**Extract provided**
□ □ □ □ □ □ □

New England’s latest auction saw a tripling of the capacity costs, partly due to the retirement of the Brayton Point coal plant. The greater revenues earned by other plants under the same ownership has led to calls for an investigation by the Federal Energy Regulatory Commission. On June 27, FERC sent a “deficiency letter” to ISO New England regarding the results of the capacity auction, requesting additional information on the conduct of the auction, including the retirements and withdrawals of capacity.
FERC still has open dockets on the structure of capacity markets of the Eastern RTOs and on the operation of these markets during last winter’s Polar Vortex. A significant portion of the generation receiving capacity payments was not available during the Polar Vortex, partly due to limited access to natural gas and partly due to mechanical difficulties. Meanwhile, in PJM, FERC has issued orders in six different dockets in the first half of this year alone making various tweaks to specific capacity market rules.
The newly created capacity zone in the New York’s Lower Hudson Valley, and the resulting price increases, has drawn the ire of New York’s Senators and Representatives. A Wall Street Journal editorial from July 14 asserts, “the capacity zone merely creates a short-term windfall for incumbent utilities.” And last week, Representatives Sean Patrick Maloney (D-NY) and Chris Gibson (R-NY) introduced an amendment to the House Energy and Water Appropriations bill to prevent FERC from using funds to implement the new capacity zone in New York. In addition, language in the bill itself states “when the Federal Energy Regulatory Commission considers a request for approval of a new capacity zone, the Committee expects the views of local and state officials, regulators, and business leaders to be taken into account during the process. Further, the Committee also expects that the process will include considerations such as costs to ratepayers in addition to electrical reliability and availability.” And if the editorial in the July 16 issue of the Wall Street Journal is to be believed, the New York capacity zone issue even figured into Tuesday’s confirmation of Norman Bay and Cheryl LaFleur to seats on the FERC.

□ □ □ □ □ □ □

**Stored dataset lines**
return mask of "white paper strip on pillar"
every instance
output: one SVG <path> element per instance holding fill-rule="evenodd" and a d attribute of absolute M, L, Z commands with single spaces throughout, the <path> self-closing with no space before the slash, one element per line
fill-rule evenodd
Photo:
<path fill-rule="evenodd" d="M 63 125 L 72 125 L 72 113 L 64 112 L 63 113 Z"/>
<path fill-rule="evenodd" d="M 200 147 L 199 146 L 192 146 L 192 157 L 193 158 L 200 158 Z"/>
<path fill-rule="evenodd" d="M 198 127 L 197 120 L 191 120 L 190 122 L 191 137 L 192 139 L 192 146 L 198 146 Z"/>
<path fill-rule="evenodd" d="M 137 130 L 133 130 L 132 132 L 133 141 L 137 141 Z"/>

□ □ □ □ □ □ □

**Work instructions**
- 1) According to the passage on capacity markets, which two Representatives introduced the amendment to the House Energy and Water Appropriations bill?
- 2) From the passage on capacity markets, extract the part that opens with the words containing "FERC still has" and closes with "capacity market rules.".
- 3) Write what comes next in the passage on capacity markets, picking up after its last sentence.

**Answers given**
- 1) Sean Patrick Maloney (D-NY) and Chris Gibson (R-NY).

- 2)
FERC still has open dockets on the structure of capacity markets of the Eastern RTOs and on the operation of these markets during last winter’s Polar Vortex. A significant portion of the generation receiving capacity payments was not available during the Polar Vortex, partly due to limited access to natural gas and partly due to mechanical difficulties. Meanwhile, in PJM, FERC has issued orders in six different dockets in the first half of this year alone making various tweaks to specific capacity market rules.

- 3)
APPA has two primary recommendations for changing RTO-administered centralized capacity constructs going forward. First, FERC should restore the ability of consumer-owned utilities in the three Eastern RTOs to self-supply their own loads with their own resources if they wish to do so.
Second, the RTO-administered capacity markets should be made voluntary, not mandatory. In this scenario, the markets could be one way to obtain capacity (especially on the margin, or close to the resource year in question). But capacity could also be procured bilaterally, in a real marketplace where willing buyers and willing sellers negotiate contractual arrangements tailored to meet their individual projects and needs, including term, fuel type and flexibility, location on the transmission grid, and financial provisions.
As a recent study by the Electric Markets Research Foundation points out, “The restructured markets are still trying to prove the workability of their model for assuring resource adequacy. By contrast, capacity reserves have been successfully maintained in almost all regions that have not restructured and that continue to rely on franchised electric utilities that take direct responsibility for resource adequacy under an obligation to serve.”
Public power systems are committed to providing electric power at reasonable cost with reliable service and good environmental stewardship. Not only do public power (as well as cooperative) load-serving entities in all three Eastern RTOs continue to provide service under the “traditional” model, they do so on a not-for-profit basis, because they are owned by the consumers they serve. Public power utilities are willing and able to make substantial long-term generation infrastructure investments to support new resources. It’s (past) time to release us from the Procrustean bed of mandatory capacity markets. Our consumer-owners deserve better.